#### [Provided passage]
In this paper, we present a sol-gel hydrothermal method for the fabrication of Fe/N-TiO2 catalysts that respond to visible light. The photocatalytic activity of Fe/N-TiO2 was measured for the degradation of acid orange 7 (AO7) in a continuous-flow fluidized-bed system under visible light irradiation. The effects of operational parameters, such as the catalyst activity, dosage, and solution pH, were also examined.

2. Materials and Methods

2.1. Sample Preparation

Fe/N-TiO2 was prepared using a sol-gel hydrothermal method. A suitable amount (0.1 mol) of titanium tetra-n-butoxide [Ti(OC4H9)4] (Sigma Aldrich, MO, USA) was dissolved in 100 mL of anhydrous ethanol (Merck, Darmstadt, Germany) to obtain solution A. Moreover, 0.0012 mol of iron nitrate [Fe(NO3)3·9H2O] (Merck, Darmstadt, Germany) and 0.001 mol of ammonium nitrate (Merck, Darmstadt, Germany) were mixed with 2 mL of distilled water and 10 mL of acetic acid (Merck, Darmstadt, Germany) to prepare solution B. Then, solution A was slowly added to solution B at a rate of 2 mL per minute under stirring for up to 48 h. The sample mixture was transferred to a hydrothermal flask to undergo treatment at 100, 150, 175, and 200 °C for 1 h. The resulting Fe/N-TiO2 powder was washed with distilled water until a pH of 7 was established and then dried at 80 °C for 24 h.

2.2. Characterization

The band gap of Fe/N-TiO2 was measured using a UV-visible spectrophotometer (Cary 300 Bio, Varian, Mulgrave, Victoria, Australia) equipped with an integrating sphere for diffuse reflectance spectra. The chemical composition of Fe/N-TiO2 was verified through electron spectroscopy for chemical analysis (ESCA; ESCALAB 250, VG Scientific, UK). Crystal structures were obtained through X-ray diffraction (XRD; Rigaku Co. DMAX 2200VK, Tokyo, Japan) using Cu Kα radiation (λ = 1.5418 Å). All peaks measured through XRD were assigned by comparison with those of the Joint Committee on Powder Diffraction Standards (JCPDS 04-002-2678) [13]. The specific surface area (BET, m2 g−1) was calculated using the BET equation, and total pore volume (Vt, m3 g−1) was evaluated by converting the adsorption amount at P/P0 = 0.95 to the volume of the liquid adsorbate.

2.3. Photocatalytic Experiments

The upflow fluidized-bed system is shown in Figure 1. The photocatalytic activities of Fe/N-TiO2 samples under visible light were evaluated based on the degradation rate of AO7 in a cylindrical quartz reactor (40/30 mm OD/ID; height = 500 mm) containing 20 g of Fe/N-TiO2 and 5 L of a 200 mg/L AO7 aqueous solution. The photoreactor was open to the atmosphere, and the quartz reactor was surrounded by 14 light tubes. The visible light tubes were germicidal lamps with a wavelength of 419 nm (Sankyo Denki, Tokyo, Japan). The light power (approximately 8 mW/cm2) in the center of the reactor in air was measured using a hand-held optical power meter (Model 840-C, Newport, Irvine, CA, USA). The photodegradation rates of AO7 solutions were determined by periodically measuring the absorbance at λ = 484 nm by using a Hach DR 4000 UV-visible spectrophotometer (Hach, Loveland, CO, USA).

#### [Information given]
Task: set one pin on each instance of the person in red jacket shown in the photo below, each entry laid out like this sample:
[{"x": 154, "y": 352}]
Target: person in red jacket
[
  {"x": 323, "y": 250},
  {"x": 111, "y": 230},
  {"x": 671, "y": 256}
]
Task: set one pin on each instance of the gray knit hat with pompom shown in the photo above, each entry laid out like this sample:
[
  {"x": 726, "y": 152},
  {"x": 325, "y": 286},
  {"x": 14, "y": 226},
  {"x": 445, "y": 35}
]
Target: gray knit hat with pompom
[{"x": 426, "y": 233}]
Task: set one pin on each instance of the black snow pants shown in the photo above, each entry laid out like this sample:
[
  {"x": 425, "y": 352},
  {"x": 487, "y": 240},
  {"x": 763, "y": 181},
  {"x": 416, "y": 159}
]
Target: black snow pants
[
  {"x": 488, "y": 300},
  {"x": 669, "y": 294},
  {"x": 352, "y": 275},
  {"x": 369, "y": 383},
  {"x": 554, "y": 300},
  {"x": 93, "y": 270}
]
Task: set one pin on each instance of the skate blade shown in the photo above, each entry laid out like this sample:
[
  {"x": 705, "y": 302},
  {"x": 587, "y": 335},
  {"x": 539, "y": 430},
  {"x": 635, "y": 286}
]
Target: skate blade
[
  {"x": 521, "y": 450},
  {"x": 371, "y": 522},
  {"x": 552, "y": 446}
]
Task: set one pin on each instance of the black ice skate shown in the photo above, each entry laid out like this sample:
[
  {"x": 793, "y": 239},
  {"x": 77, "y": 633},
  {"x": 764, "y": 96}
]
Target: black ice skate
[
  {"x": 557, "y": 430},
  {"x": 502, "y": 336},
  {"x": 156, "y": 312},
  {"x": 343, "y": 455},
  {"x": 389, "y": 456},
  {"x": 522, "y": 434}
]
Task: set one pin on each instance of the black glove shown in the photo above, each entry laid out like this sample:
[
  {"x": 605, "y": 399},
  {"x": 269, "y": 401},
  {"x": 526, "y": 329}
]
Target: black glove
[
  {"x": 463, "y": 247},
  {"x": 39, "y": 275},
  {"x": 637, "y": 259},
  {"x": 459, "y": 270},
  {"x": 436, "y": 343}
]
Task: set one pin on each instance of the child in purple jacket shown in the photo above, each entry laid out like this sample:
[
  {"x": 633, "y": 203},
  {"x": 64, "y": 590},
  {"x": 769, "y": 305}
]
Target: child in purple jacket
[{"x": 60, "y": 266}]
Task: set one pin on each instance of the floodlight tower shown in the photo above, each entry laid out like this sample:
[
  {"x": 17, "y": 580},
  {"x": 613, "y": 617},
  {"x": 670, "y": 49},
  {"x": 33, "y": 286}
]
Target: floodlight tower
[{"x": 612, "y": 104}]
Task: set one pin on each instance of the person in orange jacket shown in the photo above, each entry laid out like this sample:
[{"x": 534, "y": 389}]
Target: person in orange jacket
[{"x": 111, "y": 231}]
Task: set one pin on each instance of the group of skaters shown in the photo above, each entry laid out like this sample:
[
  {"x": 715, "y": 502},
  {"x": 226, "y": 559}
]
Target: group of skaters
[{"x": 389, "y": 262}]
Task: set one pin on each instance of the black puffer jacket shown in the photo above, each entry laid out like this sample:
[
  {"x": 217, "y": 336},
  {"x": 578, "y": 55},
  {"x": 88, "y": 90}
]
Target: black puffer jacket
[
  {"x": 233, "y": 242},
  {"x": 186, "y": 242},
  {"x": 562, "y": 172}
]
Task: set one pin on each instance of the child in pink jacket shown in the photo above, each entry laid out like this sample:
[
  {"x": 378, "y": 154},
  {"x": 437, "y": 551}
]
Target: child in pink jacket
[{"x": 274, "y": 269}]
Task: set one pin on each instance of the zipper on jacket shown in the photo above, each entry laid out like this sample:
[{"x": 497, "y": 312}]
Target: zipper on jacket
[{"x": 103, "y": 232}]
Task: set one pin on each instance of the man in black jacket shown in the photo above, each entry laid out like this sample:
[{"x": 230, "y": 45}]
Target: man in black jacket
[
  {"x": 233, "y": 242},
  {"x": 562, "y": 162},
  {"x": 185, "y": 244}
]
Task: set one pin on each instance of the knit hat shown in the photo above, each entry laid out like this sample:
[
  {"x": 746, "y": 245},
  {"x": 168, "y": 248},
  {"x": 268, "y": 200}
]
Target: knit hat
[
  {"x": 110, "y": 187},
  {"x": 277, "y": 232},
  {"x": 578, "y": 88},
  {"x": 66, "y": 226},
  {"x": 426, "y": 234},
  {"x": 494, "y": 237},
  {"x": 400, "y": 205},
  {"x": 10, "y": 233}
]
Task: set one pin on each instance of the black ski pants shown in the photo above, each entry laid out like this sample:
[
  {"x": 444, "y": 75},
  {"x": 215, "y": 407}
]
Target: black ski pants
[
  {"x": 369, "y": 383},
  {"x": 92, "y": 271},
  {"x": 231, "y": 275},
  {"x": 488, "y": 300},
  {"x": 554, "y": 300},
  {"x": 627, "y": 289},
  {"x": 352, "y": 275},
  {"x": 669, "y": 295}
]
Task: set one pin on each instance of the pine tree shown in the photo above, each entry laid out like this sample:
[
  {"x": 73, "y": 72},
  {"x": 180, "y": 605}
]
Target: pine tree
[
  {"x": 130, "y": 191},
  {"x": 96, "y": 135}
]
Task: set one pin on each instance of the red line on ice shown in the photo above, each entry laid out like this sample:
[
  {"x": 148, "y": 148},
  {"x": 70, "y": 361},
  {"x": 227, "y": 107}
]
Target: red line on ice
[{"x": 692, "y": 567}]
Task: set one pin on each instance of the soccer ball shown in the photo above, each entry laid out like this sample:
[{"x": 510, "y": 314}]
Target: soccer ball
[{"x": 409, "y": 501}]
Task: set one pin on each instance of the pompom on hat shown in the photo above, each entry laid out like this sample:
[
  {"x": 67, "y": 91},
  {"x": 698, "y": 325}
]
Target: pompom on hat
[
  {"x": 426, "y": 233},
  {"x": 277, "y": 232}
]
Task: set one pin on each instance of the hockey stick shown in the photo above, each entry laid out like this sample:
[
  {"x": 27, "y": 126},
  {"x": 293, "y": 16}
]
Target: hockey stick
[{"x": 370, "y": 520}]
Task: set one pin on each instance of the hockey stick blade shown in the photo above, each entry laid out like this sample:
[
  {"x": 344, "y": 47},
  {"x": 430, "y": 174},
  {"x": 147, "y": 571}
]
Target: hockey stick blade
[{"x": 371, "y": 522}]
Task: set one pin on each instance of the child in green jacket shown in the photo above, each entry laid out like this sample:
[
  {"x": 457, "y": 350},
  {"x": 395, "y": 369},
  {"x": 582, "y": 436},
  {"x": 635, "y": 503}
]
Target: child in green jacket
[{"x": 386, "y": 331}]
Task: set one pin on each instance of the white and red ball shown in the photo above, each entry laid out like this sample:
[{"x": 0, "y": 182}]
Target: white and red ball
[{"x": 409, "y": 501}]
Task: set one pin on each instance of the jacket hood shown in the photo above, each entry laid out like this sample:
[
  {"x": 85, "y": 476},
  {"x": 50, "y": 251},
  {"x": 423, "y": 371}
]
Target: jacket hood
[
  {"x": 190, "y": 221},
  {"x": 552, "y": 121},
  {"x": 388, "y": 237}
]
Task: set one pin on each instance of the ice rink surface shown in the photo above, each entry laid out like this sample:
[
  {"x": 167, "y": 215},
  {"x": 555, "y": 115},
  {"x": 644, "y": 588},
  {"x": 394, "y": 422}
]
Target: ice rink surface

#### [Instructions for the task]
Reproduce the part of the Fe/N-TiO2 photocatalyst text between "The upflow fluidized-bed" and "Loveland, CO, USA).", inclusive. You won't need the records for this.

#### [Final result]
The upflow fluidized-bed system is shown in Figure 1. The photocatalytic activities of Fe/N-TiO2 samples under visible light were evaluated based on the degradation rate of AO7 in a cylindrical quartz reactor (40/30 mm OD/ID; height = 500 mm) containing 20 g of Fe/N-TiO2 and 5 L of a 200 mg/L AO7 aqueous solution. The photoreactor was open to the atmosphere, and the quartz reactor was surrounded by 14 light tubes. The visible light tubes were germicidal lamps with a wavelength of 419 nm (Sankyo Denki, Tokyo, Japan). The light power (approximately 8 mW/cm2) in the center of the reactor in air was measured using a hand-held optical power meter (Model 840-C, Newport, Irvine, CA, USA). The photodegradation rates of AO7 solutions were determined by periodically measuring the absorbance at λ = 484 nm by using a Hach DR 4000 UV-visible spectrophotometer (Hach, Loveland, CO, USA).